> Problem requirements
Gather every line in the records below that contains the word "raft".
Top of Data to examine
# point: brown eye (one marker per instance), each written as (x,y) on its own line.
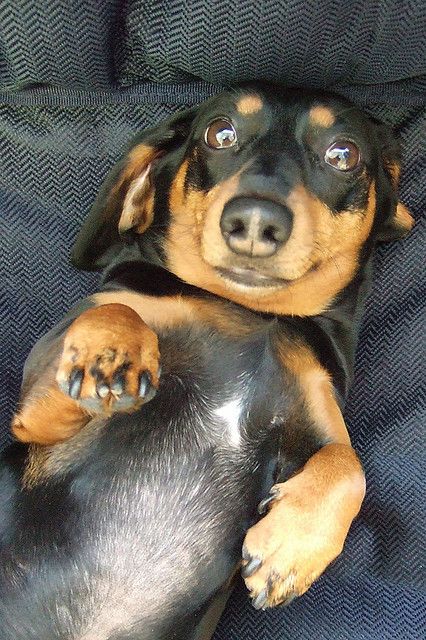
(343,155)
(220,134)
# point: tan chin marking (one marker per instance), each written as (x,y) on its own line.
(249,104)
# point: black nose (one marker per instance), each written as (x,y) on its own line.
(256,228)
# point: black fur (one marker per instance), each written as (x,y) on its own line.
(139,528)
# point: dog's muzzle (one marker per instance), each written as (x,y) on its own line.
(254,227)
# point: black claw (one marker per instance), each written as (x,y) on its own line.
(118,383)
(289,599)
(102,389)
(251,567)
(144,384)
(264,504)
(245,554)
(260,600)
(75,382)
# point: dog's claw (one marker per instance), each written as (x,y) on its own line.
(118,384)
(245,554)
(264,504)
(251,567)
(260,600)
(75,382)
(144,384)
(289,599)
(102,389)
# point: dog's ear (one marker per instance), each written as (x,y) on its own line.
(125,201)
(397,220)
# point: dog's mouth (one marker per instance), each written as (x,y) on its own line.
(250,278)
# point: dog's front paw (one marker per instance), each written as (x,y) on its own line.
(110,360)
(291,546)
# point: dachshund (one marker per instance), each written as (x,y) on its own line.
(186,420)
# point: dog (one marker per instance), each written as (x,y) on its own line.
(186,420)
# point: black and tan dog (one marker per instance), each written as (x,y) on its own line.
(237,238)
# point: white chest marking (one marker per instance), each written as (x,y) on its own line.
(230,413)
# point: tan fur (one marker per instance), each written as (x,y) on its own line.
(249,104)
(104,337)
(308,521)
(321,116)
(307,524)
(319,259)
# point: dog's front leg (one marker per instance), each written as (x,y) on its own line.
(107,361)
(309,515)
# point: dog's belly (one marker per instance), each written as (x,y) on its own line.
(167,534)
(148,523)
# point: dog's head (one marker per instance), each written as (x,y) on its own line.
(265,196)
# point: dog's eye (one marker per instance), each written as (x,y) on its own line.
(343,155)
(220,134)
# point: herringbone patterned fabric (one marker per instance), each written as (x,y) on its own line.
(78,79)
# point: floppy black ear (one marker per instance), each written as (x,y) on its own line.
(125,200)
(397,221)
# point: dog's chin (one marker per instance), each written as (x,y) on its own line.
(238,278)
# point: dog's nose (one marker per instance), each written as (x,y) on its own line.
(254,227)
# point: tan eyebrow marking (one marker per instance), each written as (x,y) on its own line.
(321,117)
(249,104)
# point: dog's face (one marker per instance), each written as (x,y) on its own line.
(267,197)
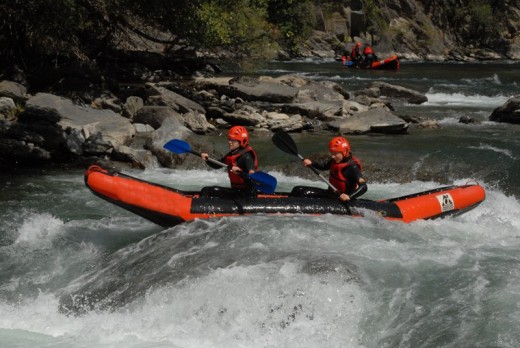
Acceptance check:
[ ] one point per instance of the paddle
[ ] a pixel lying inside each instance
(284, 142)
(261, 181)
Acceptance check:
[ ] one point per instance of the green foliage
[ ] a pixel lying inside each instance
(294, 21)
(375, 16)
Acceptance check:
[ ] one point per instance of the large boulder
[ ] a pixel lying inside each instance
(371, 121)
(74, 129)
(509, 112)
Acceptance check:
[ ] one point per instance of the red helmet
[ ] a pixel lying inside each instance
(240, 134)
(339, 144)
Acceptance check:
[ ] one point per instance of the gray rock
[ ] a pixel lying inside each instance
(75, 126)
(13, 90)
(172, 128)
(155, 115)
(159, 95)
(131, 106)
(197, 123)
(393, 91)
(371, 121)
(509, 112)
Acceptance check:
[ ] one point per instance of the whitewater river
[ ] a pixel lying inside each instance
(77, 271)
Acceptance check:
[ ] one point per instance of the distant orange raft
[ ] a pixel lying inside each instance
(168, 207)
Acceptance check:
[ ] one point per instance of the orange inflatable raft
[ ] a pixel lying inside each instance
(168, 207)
Bottom of Data to examine
> Output of the exercise
[ ] one point per instance of the distant orange raft
[ ] one point per instance of the orange inflatable raft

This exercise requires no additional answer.